● **Natural language region descriptions**
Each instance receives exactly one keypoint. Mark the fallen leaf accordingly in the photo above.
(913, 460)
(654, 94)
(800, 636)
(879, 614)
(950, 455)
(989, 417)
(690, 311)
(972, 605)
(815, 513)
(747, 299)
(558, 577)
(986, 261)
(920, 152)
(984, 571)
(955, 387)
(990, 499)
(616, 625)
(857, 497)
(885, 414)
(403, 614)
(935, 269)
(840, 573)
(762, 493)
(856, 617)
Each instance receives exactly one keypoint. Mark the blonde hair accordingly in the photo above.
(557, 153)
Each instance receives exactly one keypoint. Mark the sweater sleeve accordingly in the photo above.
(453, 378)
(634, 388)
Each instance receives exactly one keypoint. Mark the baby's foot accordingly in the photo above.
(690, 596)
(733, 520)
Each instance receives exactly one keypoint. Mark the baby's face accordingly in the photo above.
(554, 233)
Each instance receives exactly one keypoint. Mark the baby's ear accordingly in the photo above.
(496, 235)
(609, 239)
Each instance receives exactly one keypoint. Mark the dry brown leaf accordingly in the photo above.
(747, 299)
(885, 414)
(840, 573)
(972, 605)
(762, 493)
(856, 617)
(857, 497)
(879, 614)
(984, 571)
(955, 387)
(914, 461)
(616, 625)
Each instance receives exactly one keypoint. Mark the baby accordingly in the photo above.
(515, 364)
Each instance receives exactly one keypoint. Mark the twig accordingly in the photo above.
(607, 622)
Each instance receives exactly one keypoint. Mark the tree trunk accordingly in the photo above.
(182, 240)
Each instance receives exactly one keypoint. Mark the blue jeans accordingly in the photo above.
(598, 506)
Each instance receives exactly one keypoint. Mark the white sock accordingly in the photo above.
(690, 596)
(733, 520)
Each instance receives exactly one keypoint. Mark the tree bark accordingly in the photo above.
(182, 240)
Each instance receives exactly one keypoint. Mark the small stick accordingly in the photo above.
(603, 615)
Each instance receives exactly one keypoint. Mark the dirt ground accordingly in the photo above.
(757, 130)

● **Exercise objective**
Using the records above, please repeat the line with "Each instance receives exactly one keypoint. Mark the sweater" and every line after it exactly, and give no other text.

● **Written answer**
Each instance receives exactly one keypoint. Mark the sweater sleeve accordingly in the photo above.
(453, 378)
(634, 388)
Each instance receives exactly one keypoint. Mark the baby's foot accordingly in the photo above.
(690, 596)
(733, 520)
Each instance receives exactly one keypoint. Mark the baby's face accordingly in the photo above.
(554, 233)
Each instance receives exactly one keypoint. Mark the baby's ear accordingly in the photo above.
(496, 235)
(609, 239)
Each instance receives exactly one keypoint. Mark the dry brown leaf accordingly in the photo above.
(747, 299)
(885, 414)
(840, 573)
(972, 605)
(762, 493)
(856, 617)
(857, 497)
(879, 614)
(984, 571)
(955, 387)
(914, 461)
(616, 625)
Each instance receives exactly one keypoint. Mark the baby accordingly in the photo above.
(515, 364)
Each instance receives exactly one keypoint. Mark the twig accordingly in the photo above.
(607, 622)
Each instance receives exactly one keypoint. Mark the tree trunk accordingly in the photo above.
(182, 240)
Each instance receives exactly one keypoint. Mark the blue jeans accordingly in the photo above.
(598, 506)
Each instance receives exactly one keypoint. Mark the white sock accordingly in the photo above.
(690, 596)
(733, 520)
Each instance receives exactly one keypoint. Mark the tree bark accordingly in the photo above.
(182, 240)
Each instance receives exactly one keypoint. Mark the small stick accordingly in the photo above.
(603, 615)
Each instance receives exactly one keypoint. Mark the dirt ground accordingly in the photo above.
(757, 130)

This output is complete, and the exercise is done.